-------- SOURCE --------

Offbeat Political Writing
The Memoirs of a Revolutionist
By Dwight Macdonald
Farrar, Straus and Cudahy. 376 pp. $4.75.
Don’t be alarmed by the title! These are not the memoirs of a revolutionist. What surprised me most was to discover that the “revolutionary” interlude in Mr. Macdonald’s life was so brief. He did not begin to study Marxist literature until the late 30’s; he was a member of the Trotskyist movement for only two years (1939-1941); and by 1944, when he founded his own magazine, Politics, he was no longer a revolutionist at all, but an angry individualist and a kindly moral pacifist. This record, it seems to me, shows again how some people tend to exaggerate the significance of the brief interlude during which American intellectuals were experimenting with radical ideas. Mr. Macdonald’s professional life is securely anchored elsewhere. For seven years he was a staff writer for Fortune, and since 1949 he has been a staff writer for the New Yorker: both solid, respectable pillars of bourgeois society.
This book is largely a collection of editorials and articles which Mr. Macdonald wrote for Politics between 1944 and 1949. If you did not keep a file of your own copies, here is your chance to acquire some of the magazine’s best pieces between hard covers. If you have never heard of Politics before, the book will give you a glimpse into political writing that was re-freshingly off-beat and into a mind that, in those years, was delightfully nonconformist. This was Dwight Macdonald’s finest hour.

-------- INFORMATION SHOWN --------

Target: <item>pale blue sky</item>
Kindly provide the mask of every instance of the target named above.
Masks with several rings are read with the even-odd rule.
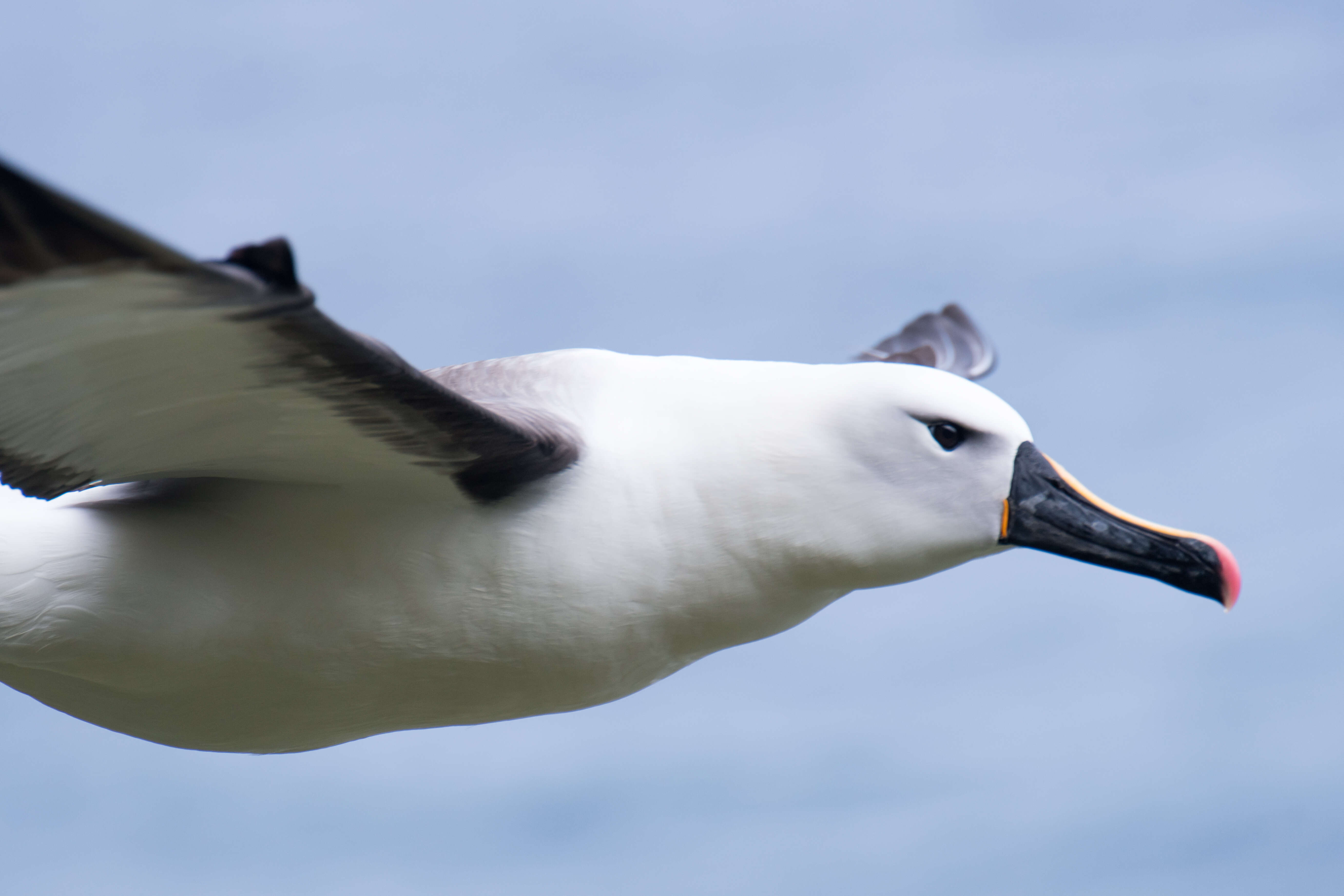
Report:
[[[958,301],[1043,450],[1246,587],[1015,551],[607,707],[298,756],[4,692],[5,891],[1336,892],[1341,38],[1310,3],[11,4],[0,153],[194,254],[286,234],[423,367],[837,361]]]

--------

▶ **REQUESTS**
• A. In the review of Dwight Macdonald's book, translate this sentence into Spanish: "Mr. Macdonald’s professional life is securely anchored elsewhere."
• B. Answer these questions from the book review:
(i) How many pages does the book have?
(ii) For how many years was Macdonald a member of the Trotskyist movement?
(iii) Between which years did Macdonald write the editorials and articles for Politics that the book mostly collects?
• C. Pick up the review of The Memoirs of a Revolutionist after its final sentence and write one more paragraph in the same voice.

▶ **OUTPUTS BY TASK**
• A. La vida profesional del Sr. Macdonald está firmemente anclada en otra parte.

• B.
(i) 376 pages.
(ii) Two years (1939-1941).
(iii) Between 1944 and 1949.

• C.
Politics was a remarkable publication, if for no other reason than that it was a kind of highly sophisticated family magazine. Mr. Macdonald was “editor, publisher, owner, proofreader, layout man and chief contributor. My then wife, Nancy, was the business manager.” Together they produced a magazine that was anything but slick and smooth; nor did it achieve financial success (average circulation: 5,000 copies). But since the Macdonalds ran their little periodical on an intensely personal basis, it also aroused a special feeling of participation and involvement among its readers, a sense of loyalty and loss that has lingered since the demise of Politics.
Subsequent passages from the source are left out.